_CHALLENGE_: Filter the listing below, keeping only the lines that contain the word "green".

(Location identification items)
(begin)
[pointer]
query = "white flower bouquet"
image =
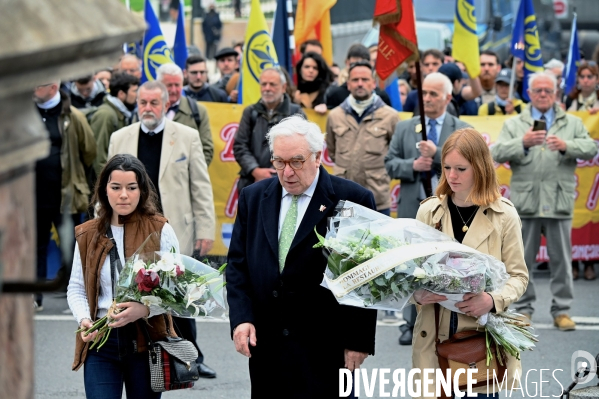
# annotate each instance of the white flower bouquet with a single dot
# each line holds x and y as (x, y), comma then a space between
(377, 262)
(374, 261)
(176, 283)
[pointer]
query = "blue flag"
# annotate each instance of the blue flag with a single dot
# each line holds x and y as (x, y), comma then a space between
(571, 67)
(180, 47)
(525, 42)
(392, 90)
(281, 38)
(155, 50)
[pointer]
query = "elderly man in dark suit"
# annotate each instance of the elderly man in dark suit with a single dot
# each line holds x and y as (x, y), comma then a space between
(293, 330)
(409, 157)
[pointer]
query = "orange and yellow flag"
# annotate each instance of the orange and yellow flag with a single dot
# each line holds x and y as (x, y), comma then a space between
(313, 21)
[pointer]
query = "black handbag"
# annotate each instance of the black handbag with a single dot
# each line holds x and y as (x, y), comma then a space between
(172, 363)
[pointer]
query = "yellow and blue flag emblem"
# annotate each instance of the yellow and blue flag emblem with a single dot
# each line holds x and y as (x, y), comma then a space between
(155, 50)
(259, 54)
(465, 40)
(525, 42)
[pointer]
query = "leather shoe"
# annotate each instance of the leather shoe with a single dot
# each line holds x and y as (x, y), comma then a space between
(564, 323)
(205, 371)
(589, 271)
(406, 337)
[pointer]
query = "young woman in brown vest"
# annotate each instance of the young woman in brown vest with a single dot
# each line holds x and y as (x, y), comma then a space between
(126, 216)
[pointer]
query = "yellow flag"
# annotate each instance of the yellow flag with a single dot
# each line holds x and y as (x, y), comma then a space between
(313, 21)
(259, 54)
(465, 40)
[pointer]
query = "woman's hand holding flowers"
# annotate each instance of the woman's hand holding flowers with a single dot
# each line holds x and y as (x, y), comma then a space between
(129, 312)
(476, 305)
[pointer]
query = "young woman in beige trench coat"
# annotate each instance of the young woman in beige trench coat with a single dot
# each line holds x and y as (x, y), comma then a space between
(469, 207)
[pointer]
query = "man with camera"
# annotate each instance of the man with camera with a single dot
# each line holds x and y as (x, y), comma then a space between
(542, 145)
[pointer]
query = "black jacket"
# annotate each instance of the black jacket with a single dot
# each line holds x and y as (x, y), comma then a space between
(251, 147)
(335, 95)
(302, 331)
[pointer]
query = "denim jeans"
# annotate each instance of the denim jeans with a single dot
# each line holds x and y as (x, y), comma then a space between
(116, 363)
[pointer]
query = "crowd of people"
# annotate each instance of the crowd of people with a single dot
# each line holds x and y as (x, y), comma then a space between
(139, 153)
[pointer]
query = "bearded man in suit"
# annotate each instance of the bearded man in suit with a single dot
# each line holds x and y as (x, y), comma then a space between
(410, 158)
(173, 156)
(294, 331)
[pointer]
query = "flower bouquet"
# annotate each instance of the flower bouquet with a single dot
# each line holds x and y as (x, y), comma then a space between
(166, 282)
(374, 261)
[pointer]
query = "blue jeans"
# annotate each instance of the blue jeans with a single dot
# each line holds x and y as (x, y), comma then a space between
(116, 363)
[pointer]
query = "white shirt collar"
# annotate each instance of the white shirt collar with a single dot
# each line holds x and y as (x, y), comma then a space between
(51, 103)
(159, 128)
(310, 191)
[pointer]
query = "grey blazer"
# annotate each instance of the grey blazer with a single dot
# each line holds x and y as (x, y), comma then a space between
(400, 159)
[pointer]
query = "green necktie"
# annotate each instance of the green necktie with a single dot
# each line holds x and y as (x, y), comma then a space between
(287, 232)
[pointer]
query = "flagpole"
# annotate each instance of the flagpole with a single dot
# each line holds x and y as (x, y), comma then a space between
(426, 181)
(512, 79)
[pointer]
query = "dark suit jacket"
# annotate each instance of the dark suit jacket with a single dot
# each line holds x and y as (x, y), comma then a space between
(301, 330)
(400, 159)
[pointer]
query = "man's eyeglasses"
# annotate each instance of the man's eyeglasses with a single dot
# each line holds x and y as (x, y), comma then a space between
(end)
_FULL OUTPUT_:
query = "green necktie"
# annotate each instance of the green necktie with a single dot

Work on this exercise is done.